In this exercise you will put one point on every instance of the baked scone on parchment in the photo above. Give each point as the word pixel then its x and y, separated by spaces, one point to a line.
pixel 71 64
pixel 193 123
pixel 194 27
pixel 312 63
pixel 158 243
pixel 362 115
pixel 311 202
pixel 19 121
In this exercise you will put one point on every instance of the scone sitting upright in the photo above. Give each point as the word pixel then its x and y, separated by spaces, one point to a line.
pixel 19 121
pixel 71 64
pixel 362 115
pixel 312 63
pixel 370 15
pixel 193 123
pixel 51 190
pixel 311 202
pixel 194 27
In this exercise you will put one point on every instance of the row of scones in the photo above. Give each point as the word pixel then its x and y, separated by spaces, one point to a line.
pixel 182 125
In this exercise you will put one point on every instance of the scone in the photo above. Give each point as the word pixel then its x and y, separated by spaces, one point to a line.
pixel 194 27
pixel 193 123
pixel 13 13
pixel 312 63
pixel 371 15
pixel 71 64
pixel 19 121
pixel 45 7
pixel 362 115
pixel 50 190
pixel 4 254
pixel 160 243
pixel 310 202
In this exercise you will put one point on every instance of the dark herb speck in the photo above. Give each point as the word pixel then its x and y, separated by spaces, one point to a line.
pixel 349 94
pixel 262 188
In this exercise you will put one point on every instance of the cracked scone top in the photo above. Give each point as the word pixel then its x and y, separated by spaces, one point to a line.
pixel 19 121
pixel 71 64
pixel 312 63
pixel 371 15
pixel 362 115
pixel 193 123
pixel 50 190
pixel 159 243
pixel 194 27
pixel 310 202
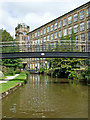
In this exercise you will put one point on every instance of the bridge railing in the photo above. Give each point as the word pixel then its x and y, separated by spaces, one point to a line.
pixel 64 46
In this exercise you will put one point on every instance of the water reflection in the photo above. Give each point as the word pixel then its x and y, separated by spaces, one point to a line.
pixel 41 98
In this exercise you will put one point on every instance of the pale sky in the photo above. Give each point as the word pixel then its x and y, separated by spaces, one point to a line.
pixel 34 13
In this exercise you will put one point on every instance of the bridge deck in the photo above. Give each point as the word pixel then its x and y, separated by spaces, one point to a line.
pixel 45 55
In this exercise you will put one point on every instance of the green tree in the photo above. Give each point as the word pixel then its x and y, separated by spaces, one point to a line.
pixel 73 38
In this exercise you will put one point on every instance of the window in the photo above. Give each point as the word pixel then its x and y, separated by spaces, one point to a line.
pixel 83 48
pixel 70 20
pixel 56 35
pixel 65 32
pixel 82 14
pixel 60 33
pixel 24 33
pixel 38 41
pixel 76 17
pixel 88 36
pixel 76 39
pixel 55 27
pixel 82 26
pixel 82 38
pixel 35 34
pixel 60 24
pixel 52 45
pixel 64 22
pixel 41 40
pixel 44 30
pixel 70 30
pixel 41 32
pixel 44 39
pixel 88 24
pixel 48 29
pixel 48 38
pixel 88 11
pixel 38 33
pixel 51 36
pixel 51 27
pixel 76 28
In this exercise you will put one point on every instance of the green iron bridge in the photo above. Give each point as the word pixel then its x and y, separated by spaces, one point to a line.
——
→ **Exercise details**: Recast everything from the start of the records down to the line containing "pixel 34 13", both ends included, as a two-column CSV with the headers record_text and answer. Give one row per record, with its text and its answer each in a single quoted field and line breaks turned into spaces, and leave the pictures out.

→ **The answer**:
record_text,answer
"In this exercise you will put one point on every instance of the baked scone on parchment in the photo above. Give each point as the word pixel then its x and y, separated by spaces, one point to a line.","pixel 71 64 pixel 193 123 pixel 194 27 pixel 312 63 pixel 158 243 pixel 362 115 pixel 311 202 pixel 19 121"
"In this exercise you will put one point on every instance of the scone sitting upright in the photo above. Give each point as the word pixel then its x and y, separated by spaces, one point to a line.","pixel 19 121 pixel 71 64 pixel 362 115 pixel 312 63 pixel 370 15 pixel 193 123 pixel 51 190 pixel 311 202 pixel 194 27"
"In this exercise you will put one point on every instance of the row of scones in the photo above. Give each point as the word pixel then its x and y, separated by spaces, one point to a line.","pixel 182 125"
"In this exercise you will put one point on every instance of the scone in the photo above. Give each point as the word pixel then its x and y, separated by spaces, one point to a line.","pixel 194 27 pixel 193 123 pixel 13 13 pixel 312 63 pixel 371 15 pixel 71 64 pixel 19 121 pixel 45 7 pixel 362 115 pixel 50 190 pixel 4 254 pixel 160 243 pixel 310 202"
"In this exercise you will put one point on every instance of the dark herb speck in the photo above. Give each point as the word pixel then its x and y, separated by spaces, one point to a line.","pixel 349 94 pixel 262 188"
"In this exercise you will put one point on every instance of the cracked scone top in the photo above. Give each point as the word pixel then its x and y, separated by spaces, one point to a line.","pixel 19 121 pixel 71 64 pixel 312 63 pixel 371 15 pixel 362 115 pixel 193 123 pixel 50 190 pixel 159 243 pixel 194 27 pixel 310 202"
"In this exercise you will put one point on every instance of the bridge railing in the photo above. Give each point as the word pixel then its x and y, separated by spaces, one point to a line.","pixel 64 46"
"In this exercise you will put one point on every instance of the water reflection in the photo above. Give each point as the word pixel then its x and y, separated by spaces, one point to a line.","pixel 41 98"
"In this exercise you will put one point on every instance of the pale sky in the photo above. Give each point as the word pixel then its x and y, separated by spaces, one point to a line.","pixel 34 13"